#### Your instructions
Convert the items below into a JSON array of strings, with one string per line and blank lines omitted.

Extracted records

------------------------------------

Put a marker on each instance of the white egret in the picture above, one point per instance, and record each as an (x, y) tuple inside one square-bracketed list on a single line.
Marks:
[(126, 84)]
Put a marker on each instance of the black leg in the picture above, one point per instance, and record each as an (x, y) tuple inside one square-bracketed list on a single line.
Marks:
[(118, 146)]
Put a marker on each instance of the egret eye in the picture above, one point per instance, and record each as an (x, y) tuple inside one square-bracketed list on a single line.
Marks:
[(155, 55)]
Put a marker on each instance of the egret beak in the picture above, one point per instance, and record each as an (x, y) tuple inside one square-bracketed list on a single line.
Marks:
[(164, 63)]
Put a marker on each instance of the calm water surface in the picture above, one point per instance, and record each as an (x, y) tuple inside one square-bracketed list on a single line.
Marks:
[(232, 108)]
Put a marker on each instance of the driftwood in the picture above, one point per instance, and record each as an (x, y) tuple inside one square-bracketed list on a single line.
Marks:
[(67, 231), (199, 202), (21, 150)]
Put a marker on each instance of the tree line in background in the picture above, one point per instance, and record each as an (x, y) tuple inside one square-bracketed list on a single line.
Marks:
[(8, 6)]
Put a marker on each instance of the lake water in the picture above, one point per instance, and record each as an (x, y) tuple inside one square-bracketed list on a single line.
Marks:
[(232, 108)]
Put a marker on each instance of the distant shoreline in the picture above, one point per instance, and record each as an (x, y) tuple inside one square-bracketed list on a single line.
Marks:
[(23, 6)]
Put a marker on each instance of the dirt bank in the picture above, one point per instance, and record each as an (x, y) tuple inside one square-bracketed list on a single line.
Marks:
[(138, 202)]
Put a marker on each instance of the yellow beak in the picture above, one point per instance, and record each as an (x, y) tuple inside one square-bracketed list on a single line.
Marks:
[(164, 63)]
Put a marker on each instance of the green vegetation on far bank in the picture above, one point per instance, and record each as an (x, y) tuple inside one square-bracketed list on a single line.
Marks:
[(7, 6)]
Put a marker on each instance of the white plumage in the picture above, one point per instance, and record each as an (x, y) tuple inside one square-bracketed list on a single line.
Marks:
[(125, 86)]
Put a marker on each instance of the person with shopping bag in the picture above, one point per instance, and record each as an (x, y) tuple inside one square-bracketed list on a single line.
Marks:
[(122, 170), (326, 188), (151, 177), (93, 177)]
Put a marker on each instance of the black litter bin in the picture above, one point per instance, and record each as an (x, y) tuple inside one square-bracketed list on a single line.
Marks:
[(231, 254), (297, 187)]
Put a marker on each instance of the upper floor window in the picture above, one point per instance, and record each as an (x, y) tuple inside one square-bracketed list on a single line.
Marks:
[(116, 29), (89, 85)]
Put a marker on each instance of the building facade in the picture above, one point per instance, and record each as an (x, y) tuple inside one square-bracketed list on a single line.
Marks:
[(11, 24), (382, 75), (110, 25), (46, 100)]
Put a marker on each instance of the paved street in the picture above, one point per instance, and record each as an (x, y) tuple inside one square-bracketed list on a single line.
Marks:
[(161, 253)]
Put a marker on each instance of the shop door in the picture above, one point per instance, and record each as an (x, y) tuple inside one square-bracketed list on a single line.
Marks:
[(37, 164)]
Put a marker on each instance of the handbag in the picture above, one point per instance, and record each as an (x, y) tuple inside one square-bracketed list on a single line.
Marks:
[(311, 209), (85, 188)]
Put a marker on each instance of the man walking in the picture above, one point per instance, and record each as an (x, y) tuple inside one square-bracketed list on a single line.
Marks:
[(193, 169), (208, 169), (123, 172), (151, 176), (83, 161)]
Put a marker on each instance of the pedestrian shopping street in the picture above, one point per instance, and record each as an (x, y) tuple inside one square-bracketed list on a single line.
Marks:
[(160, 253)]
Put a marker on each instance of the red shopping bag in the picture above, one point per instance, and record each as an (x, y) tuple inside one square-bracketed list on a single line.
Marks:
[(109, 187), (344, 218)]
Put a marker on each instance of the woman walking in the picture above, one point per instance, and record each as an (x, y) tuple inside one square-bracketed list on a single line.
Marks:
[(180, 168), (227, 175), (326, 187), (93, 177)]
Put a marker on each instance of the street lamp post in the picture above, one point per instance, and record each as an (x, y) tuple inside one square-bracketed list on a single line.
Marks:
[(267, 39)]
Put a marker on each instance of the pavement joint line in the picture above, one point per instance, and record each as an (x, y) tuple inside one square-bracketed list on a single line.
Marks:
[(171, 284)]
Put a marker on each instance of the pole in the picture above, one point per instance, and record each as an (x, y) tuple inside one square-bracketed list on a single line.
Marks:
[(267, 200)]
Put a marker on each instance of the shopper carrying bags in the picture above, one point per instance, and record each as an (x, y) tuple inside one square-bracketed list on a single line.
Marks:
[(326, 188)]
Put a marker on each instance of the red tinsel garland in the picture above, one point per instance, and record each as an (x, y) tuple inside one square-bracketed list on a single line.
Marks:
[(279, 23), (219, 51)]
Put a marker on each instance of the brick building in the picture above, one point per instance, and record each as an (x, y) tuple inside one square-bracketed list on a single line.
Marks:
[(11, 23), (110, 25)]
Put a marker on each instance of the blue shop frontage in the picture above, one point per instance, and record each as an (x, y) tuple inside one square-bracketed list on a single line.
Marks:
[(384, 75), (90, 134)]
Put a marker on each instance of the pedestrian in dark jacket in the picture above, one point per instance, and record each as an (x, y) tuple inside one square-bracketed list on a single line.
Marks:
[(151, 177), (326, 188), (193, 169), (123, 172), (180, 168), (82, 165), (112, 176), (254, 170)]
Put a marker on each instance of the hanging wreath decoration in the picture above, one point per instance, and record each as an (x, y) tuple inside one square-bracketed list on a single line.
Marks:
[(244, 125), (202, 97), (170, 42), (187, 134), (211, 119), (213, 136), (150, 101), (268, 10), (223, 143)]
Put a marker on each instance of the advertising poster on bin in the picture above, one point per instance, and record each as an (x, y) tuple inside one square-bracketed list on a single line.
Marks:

------------------------------------

#### Response to this exercise
[
  "Put a marker on each instance of the white egret in the picture above, one point per instance, and record each as an (x, y) tuple inside one square-bracketed list on a single line.",
  "Marks:",
  "[(126, 84)]",
  "Put a marker on each instance of the black leg in the picture above, one point per instance, and record each as an (x, y) tuple inside one square-bracketed list on a single line.",
  "Marks:",
  "[(118, 146)]",
  "Put a marker on each instance of the egret eye in the picture above, one point per instance, and record each as an (x, y) tuple inside one square-bracketed list on a single line.",
  "Marks:",
  "[(155, 55)]",
  "Put a marker on each instance of the egret beak in the picture above, one point per instance, and record each as an (x, y) tuple inside one square-bracketed list on a single line.",
  "Marks:",
  "[(164, 63)]",
  "Put a marker on each instance of the calm water surface in the picture above, one point per instance, and record each as an (x, y) tuple inside one square-bracketed list on a single line.",
  "Marks:",
  "[(232, 108)]",
  "Put a marker on each instance of the driftwood in the picture above, one point per instance, and record each as an (x, y) tuple inside one square-bracketed list on a single line.",
  "Marks:",
  "[(67, 231), (199, 202), (21, 150)]",
  "Put a marker on each instance of the tree line in background in the picture above, one point per instance, and record each as an (x, y) tuple inside one square-bracketed list on a single line.",
  "Marks:",
  "[(8, 6)]",
  "Put a marker on each instance of the lake water in the picture above, one point per instance, and record each as an (x, y) tuple inside one square-bracketed list on a single line.",
  "Marks:",
  "[(232, 108)]",
  "Put a marker on each instance of the distant shoreline in the picture above, one point per instance, and record each as an (x, y) tuple inside one square-bracketed list on a single line.",
  "Marks:",
  "[(23, 6)]",
  "Put a marker on each instance of the dirt bank in the picture above, one point per instance, and record each as an (x, y) tuple inside one square-bracketed list on a single line.",
  "Marks:",
  "[(138, 202)]",
  "Put a marker on each instance of the yellow beak in the picture above, one point per instance, and record each as an (x, y) tuple inside one square-bracketed list on a single line.",
  "Marks:",
  "[(164, 63)]",
  "Put a marker on each instance of the green vegetation on far bank in the picture above, one point per instance, and record each as an (x, y) tuple inside one square-bracketed list on a single line.",
  "Marks:",
  "[(7, 6)]",
  "Put a marker on each instance of the white plumage in the picture above, one point per instance, and record each as an (x, y) tuple inside one square-bracketed list on a single line.",
  "Marks:",
  "[(125, 86)]",
  "Put a marker on each instance of the person with shopping bag in the picture above, one point per instance, and record each as an (x, y) tuple inside one square-bracketed list on a single line.",
  "Marks:",
  "[(122, 170), (326, 188), (151, 177), (93, 177)]",
  "Put a marker on each instance of the black litter bin in the picture above, one point per instance, and record each as an (x, y) tuple inside one square-bracketed list on a single line.",
  "Marks:",
  "[(231, 254), (297, 187)]",
  "Put a marker on each instance of the upper floor window in the picture above, one point per instance, and record each as an (x, y) tuple inside one square-bracketed list on a single line.",
  "Marks:",
  "[(116, 29), (89, 85)]",
  "Put a marker on each instance of the building facade in the picture above, one point per instance, and record each as an (x, y) tuple inside one square-bracketed list on a single line.",
  "Marks:",
  "[(11, 24), (382, 75), (110, 25), (46, 100)]",
  "Put a marker on each instance of the paved street in the picture above, one point per instance, and record each as an (x, y) tuple inside one square-bracketed list on a single line.",
  "Marks:",
  "[(161, 253)]",
  "Put a marker on each instance of the shop door in the picture above, one point per instance, and record each as an (x, y) tuple inside one square-bracketed list on a single line.",
  "Marks:",
  "[(37, 164)]",
  "Put a marker on each instance of the handbag in the picture above, one point per instance, and record each as an (x, y) tuple inside one square-bracketed list on a single line.",
  "Marks:",
  "[(311, 209), (85, 188)]",
  "Put a marker on each instance of the man walking in the picture above, one point per instance, and record each as an (x, y) tuple inside one square-bracketed list on a single line.",
  "Marks:",
  "[(193, 169), (208, 169), (123, 172), (151, 176), (83, 161)]",
  "Put a marker on each instance of the pedestrian shopping street in the picture above, one point per instance, and record each as an (x, y) tuple inside one square-bracketed list on a single line.",
  "Marks:",
  "[(160, 253)]",
  "Put a marker on each instance of the red shopping bag in the picture above, one point per instance, and record each as an (x, y) tuple inside one square-bracketed list on a single line.",
  "Marks:",
  "[(109, 187), (344, 218)]",
  "Put a marker on each instance of the woman walking in the picture above, one point per instance, and record each as an (x, y) tuple inside one square-bracketed list on a single line.",
  "Marks:",
  "[(180, 168), (227, 175), (326, 187), (93, 177)]",
  "Put a marker on each instance of the street lamp post in the picture above, one point per instance, and record each as an (x, y) tuple inside one square-bracketed list on a single line.",
  "Marks:",
  "[(267, 39)]",
  "Put a marker on each instance of the pavement joint line in the picture above, one point per instance, and record each as an (x, y) tuple inside one square-bracketed list on a single line.",
  "Marks:",
  "[(171, 284)]",
  "Put a marker on each instance of the pole in the picture above, one point per instance, and record each as an (x, y) tuple inside one square-bracketed list on a single line.",
  "Marks:",
  "[(267, 200)]",
  "Put a marker on each instance of the shopper carrying bags in the picture above, one point per instance, and record each as an (x, y) tuple inside one square-bracketed list on a single line.",
  "Marks:",
  "[(326, 188)]",
  "Put a marker on each instance of the red tinsel garland in the picture above, one point per instance, and record each as an (x, y) tuple inside one square-bracketed list on a single line.",
  "Marks:",
  "[(279, 23), (219, 51)]",
  "Put a marker on each instance of the brick building in the picture above, one point per instance, and record each as an (x, y) tuple inside one square-bracketed list on a single line.",
  "Marks:",
  "[(11, 23), (110, 25)]",
  "Put a marker on each instance of the blue shop frontage in the picture above, one point per instance, and record each as an (x, y) tuple inside one square-bracketed list on a single line.",
  "Marks:",
  "[(384, 75), (90, 134)]",
  "Put a marker on each instance of the pedestrian in dark jacket in the picture above, one point per instance, and record each as an (x, y) tuple inside one square-bracketed list on a single line.",
  "Marks:",
  "[(151, 177), (326, 188), (193, 169), (123, 172), (180, 168), (82, 165), (112, 176), (254, 170)]",
  "Put a marker on each instance of the hanging wreath decoration in the picture above, one point per instance, and record each as an (x, y) tuple inside one square-bracketed list on a single line.",
  "Marks:",
  "[(244, 125), (202, 97), (170, 42), (187, 134), (211, 119), (213, 136), (150, 101), (268, 10), (223, 143)]",
  "Put a marker on each instance of the advertising poster on bin in the picture above, one point per instance, and record each as an (x, y) tuple inside one square-bracketed list on a single line.",
  "Marks:"
]